### Task statement:
Could you print the rows from the line containing "Could you point to the towel" through the line containing "column 317, row 22", both included, reproducing each one character for character?

Excerpts from point annotation data:
═══

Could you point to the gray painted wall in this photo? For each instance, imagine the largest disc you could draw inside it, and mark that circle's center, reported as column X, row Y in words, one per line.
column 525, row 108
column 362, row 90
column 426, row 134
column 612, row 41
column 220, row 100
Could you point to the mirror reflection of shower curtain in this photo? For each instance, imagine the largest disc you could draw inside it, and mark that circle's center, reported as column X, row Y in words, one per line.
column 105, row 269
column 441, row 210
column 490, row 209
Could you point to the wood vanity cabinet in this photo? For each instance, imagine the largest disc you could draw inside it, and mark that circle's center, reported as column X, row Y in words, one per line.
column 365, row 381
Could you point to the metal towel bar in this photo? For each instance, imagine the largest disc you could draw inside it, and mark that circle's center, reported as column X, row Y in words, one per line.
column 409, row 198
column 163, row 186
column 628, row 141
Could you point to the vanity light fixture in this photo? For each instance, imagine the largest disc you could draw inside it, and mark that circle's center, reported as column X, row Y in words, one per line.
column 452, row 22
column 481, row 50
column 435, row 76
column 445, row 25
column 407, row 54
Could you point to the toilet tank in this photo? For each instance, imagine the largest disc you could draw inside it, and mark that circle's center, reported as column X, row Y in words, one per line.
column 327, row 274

═══

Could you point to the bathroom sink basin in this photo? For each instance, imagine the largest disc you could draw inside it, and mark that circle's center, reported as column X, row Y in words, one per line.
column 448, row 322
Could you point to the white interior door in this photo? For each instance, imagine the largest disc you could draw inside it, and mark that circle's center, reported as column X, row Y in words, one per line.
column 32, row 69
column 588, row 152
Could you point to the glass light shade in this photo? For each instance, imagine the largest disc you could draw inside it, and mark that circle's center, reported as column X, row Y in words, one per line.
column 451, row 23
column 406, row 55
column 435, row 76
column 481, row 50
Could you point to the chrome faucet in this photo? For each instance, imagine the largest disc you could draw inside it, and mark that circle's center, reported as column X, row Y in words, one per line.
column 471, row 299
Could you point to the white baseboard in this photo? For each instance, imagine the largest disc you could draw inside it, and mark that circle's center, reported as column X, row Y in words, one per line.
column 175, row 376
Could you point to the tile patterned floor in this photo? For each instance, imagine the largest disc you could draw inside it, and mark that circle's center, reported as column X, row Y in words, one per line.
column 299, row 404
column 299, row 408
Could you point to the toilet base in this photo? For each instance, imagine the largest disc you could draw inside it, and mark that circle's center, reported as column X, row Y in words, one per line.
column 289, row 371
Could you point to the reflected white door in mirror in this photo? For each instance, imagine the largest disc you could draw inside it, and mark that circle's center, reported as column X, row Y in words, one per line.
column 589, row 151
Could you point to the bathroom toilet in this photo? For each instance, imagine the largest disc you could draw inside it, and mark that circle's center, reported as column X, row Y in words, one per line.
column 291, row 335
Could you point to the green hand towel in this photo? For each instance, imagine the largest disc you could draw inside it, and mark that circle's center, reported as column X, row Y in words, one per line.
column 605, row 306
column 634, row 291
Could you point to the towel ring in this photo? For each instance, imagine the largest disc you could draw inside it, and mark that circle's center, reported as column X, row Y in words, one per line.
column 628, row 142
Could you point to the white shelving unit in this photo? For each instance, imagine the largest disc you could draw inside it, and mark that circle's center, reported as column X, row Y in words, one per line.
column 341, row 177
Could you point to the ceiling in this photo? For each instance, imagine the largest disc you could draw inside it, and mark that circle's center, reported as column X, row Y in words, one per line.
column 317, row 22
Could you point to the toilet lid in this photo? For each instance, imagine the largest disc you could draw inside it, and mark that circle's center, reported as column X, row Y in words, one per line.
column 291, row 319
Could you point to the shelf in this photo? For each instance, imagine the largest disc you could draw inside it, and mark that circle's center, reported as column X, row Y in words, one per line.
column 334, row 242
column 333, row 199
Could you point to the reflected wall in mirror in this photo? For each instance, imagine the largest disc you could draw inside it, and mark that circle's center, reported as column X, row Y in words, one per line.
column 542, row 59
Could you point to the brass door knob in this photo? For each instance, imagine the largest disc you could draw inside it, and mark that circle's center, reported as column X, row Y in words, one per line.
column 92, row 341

═══

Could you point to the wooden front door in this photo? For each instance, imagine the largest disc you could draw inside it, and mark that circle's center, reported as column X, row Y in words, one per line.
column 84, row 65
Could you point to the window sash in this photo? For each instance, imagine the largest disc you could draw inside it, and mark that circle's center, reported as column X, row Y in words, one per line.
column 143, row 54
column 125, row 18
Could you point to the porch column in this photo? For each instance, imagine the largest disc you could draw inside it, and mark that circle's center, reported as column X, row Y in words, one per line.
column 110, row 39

═══

### Finished exercise:
Could you point to the towel ring in this photo? For each instance, imagine the largest disc you could draw inside it, and mark that circle's center, reported as column X, row Y in words, one per line.
column 628, row 142
Could you point to the white shelving unit in this photo? For each instance, imagine the largest disc you could draw inside it, and mark that circle's center, reported as column X, row Y in words, one per line.
column 341, row 177
Could you point to the ceiling in this photo? For each instance, imagine the largest disc you could draw inside it, and mark that circle's center, reported as column X, row Y in words, one per line.
column 317, row 22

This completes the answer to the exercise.